▸ REQUIREMENT 1:
Answer these questions about the passage on Taruskin and Haynes:
(a) Which word does Haynes suggest reclaiming "from the dustbin"?
(b) Which aspect of 17th- and 18th-century music does Haynes give a central position?
(c) What does Haynes say Rhetoric was to Baroque and Renaissance musicians?
▸ REQUIREMENT 2:
In the passage on Taruskin and Haynes, change "complacency" to "self-satisfaction" in everything from "Taruskin and Haynes" down to "shared by Taruskin).", and write out that part.
▸ REQUIREMENT 3:
Go on with the passage on Taruskin and Haynes from the point where it stops.

* Begin DOCUMENT EXTRACT *

Taruskin and Haynes are both musical heroes, and their work compliments each other’s well. Both men want us to know ourselves as products of romanticism and our own times. Taruskin launches the debate in one of his “Old Testament” moods, jolting HIP out of its complacency with intellectual brimstone. Haynes takes the more philosophical approach. He believes that HIP has always had a wild and wooly stream running alongside the dreaded strait. Haynes is comfortable with the fact that authenticity in music (he suggests we reclaim the “A-word” from the dustbin) seems “more than anything else… to be a statement of intent” rather than an attainable goal. In other words, the path to HIP enlightenment is so much fun that one should continue the journey, however long it takes (a sentiment ultimately shared by Taruskin).

The heart of Haynes’ book – and the part that could really change the way people (including HIP practitioners) hear and perform music — is the central position he gives to one of the most difficult aspects of 17th- and 18th-century music: rhetoric.

“Rhetorical music,” Haynes writes, “had as its main aim to evoke and provoke emotions – the Affections, or Passions – that were shared by everyone, audience and performers alike. Canonic [i.e., Romantic] music, by contrast, was usually autobiographical in some sense, often describing an extreme experience of the artist-composer: cathartic or enlightening, but above all solitary and individual… Another difference was that while Rhetorical music was temporary, like today’s films—appreciated, then forgotten—Canonic music was eternal and enduring. Rhetorical music was transient, disposable; its repertoire constantly changing. Canonic music was by definition stable, repeatable, and orthodox.”

“What Windows is to computers,” Haynes adds, “Rhetoric was to Baroque and Renaissance musicians: it was their operating system, the source of their assumptions about what music was and what it was supposed to accomplish.” This rhetorical “operating system” consists of small musical gestures or figures – the very things that romantic performance obliterates through long lines and painfully earnest emphasis on every note. Those rhetorical figures had emotional meanings that people of the time more or less commonly understood.

* End DOCUMENT EXTRACT *
* Begin DATA SUPPLIED *

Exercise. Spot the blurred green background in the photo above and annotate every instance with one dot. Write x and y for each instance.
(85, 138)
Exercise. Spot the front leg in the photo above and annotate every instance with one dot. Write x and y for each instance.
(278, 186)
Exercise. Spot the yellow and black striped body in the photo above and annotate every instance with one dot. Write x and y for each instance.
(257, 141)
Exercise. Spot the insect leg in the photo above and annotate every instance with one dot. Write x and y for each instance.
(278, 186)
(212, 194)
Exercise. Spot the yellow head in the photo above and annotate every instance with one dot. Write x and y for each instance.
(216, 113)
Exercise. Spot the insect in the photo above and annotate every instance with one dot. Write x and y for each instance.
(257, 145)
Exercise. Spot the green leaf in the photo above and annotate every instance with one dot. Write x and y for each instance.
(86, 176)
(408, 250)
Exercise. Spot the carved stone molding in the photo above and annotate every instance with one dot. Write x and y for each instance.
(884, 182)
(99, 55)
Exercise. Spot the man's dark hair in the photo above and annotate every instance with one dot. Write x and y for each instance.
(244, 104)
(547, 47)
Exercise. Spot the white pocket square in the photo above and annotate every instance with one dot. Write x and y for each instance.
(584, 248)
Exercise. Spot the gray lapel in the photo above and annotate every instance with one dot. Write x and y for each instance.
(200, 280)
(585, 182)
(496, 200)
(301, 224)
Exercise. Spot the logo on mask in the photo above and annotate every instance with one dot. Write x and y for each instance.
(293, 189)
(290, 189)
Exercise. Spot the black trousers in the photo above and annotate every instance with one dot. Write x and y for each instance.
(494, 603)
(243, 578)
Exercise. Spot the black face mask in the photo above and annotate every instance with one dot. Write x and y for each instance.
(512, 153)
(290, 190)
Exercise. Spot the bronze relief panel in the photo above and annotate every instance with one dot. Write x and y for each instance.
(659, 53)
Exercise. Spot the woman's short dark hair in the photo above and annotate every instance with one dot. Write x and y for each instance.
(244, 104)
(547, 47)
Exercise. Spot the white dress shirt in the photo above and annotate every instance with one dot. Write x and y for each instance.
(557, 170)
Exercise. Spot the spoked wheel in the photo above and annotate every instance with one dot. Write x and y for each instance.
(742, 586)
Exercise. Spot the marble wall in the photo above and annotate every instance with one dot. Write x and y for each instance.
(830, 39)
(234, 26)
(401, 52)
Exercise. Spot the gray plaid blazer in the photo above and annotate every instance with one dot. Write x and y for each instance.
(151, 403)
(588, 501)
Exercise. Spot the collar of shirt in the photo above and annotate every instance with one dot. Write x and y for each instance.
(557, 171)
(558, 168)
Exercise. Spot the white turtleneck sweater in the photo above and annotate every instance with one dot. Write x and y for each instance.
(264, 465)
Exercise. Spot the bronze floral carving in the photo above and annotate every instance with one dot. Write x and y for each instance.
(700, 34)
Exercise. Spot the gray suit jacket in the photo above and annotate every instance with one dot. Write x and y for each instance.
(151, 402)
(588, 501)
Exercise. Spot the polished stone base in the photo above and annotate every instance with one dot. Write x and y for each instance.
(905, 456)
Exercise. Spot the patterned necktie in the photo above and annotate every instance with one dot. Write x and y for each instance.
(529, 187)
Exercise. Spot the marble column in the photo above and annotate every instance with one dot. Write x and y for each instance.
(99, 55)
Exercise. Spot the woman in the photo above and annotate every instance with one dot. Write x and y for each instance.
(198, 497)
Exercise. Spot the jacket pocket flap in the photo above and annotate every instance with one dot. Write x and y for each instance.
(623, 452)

* End DATA SUPPLIED *

▸ FINAL ANSWER 1:
(a) The "A-word," authenticity.
(b) Rhetoric.
(c) Their operating system, the source of their assumptions about what music was and what it was supposed to accomplish.

▸ FINAL ANSWER 2:
Taruskin and Haynes are both musical heroes, and their work compliments each other’s well. Both men want us to know ourselves as products of romanticism and our own times. Taruskin launches the debate in one of his “Old Testament” moods, jolting HIP out of its self-satisfaction with intellectual brimstone. Haynes takes the more philosophical approach. He believes that HIP has always had a wild and wooly stream running alongside the dreaded strait. Haynes is comfortable with the fact that authenticity in music (he suggests we reclaim the “A-word” from the dustbin) seems “more than anything else… to be a statement of intent” rather than an attainable goal. In other words, the path to HIP enlightenment is so much fun that one should continue the journey, however long it takes (a sentiment ultimately shared by Taruskin).

▸ FINAL ANSWER 3:
To play baroque or 18th-century music rhetorically is to play not less, but more expressively than romantic (or of course modern) style—as witnessed by reports of 18th-century performers and listeners. They were transported to a degree that would make many audiences and performers—historically informed or not—uncomfortable today.

Haynes dubs rhetorically focused interpretation “eloquent style,” and in opposing it to strait style, he offers a far richer perspective than the basic terms of reference like “boring” versus “passionate.” Non-HIP musicians who read this book—and it should become required reading for students—will also find a route into baroque music that goes beyond the surface issues like crisp eighth notes or curtailed vibrato.

Readers can log on to a companion website to listen to wonderfully chosen excerpts from commercial recordings. Haynes guides the reader through the examples of romantic style of baroque performance from early 20th-century recordings, eloquent HIP and strait HIP.

Haynes’s plainspoken, often witty prose makes complex ideas easy to grasp. His citations include not only a vast array of scholarly sources, but also words of wisdom on style from Coco Chanel, and graffiti found on a bathroom wall in a present-day music conservatory.

He elaborates his ideas with the natural flow of an old hand improvising ornaments in baroque music, and permits himself the delightful subjectivity of treatise writers from the rhetorical era. Just as Francesco Geminiani, writing in 1751, did not hesitate to trash “that wretched Rule of drawing the Bow down at the first Note of every Bar,” Haynes takes “a well-known Period orchestra in Toronto” to task for refusing to allow its musicians to add ornaments to the written scores of canonic 18th-century pieces like Messiah. However Haynes’ does this not to snipe, but to expose 19th-century values underlying an HIP performance.

Meanwhile, scores of readers will be relieved to learn that they are not the only ones who find the Tallis Scholars “boring, without message.” They will also be delighted that Haynes believes that Cecilia Bartoli’s intensely expressive, text-centered performances of Vivaldi “give us an idea how powerful [the old Baroque tradition of declamation] must once have been.”

In the epigraph, Haynes chose three lines from Joni Mitchell’s 1966 song “The Circle Game” that describes us as “captive on the carousel of time”: We can’t return, we can only look behind from where we came. Indeed, Haynes analogizes that today’s HIP practitioners are like the Florentines who set out to re-create Greek drama at the end of the 16th century and ended up inventing something totally new—baroque music. Likewise, our most meticulous re-creations of “early music” will inevitably be of our own time.

For Haynes, The End of Early Music merely means the demise of classical music’s Ptolemaic self-centeredness—the delusion that today’s classical music practices represent the norm from which everything else deviates. It also refers to his rechristening of the term “early music” as “rhetorical music”—a far more meaningful term that will surely take root.

By the book’s end, Haynes is still looking forward to uncovering the unexplored realms of HIP—the cultivation of advanced improvisation skills, and composition of music in baroque style. Haynes titles his last chapter “A Perpetual Revolution.” Clearly, the fun has only just begun. n

Tamara Bernstein is a concert curator, recovering music critic, lapsed fortepianist and keen amateur baroque violinist – oops: violinist. She lives in Toronto.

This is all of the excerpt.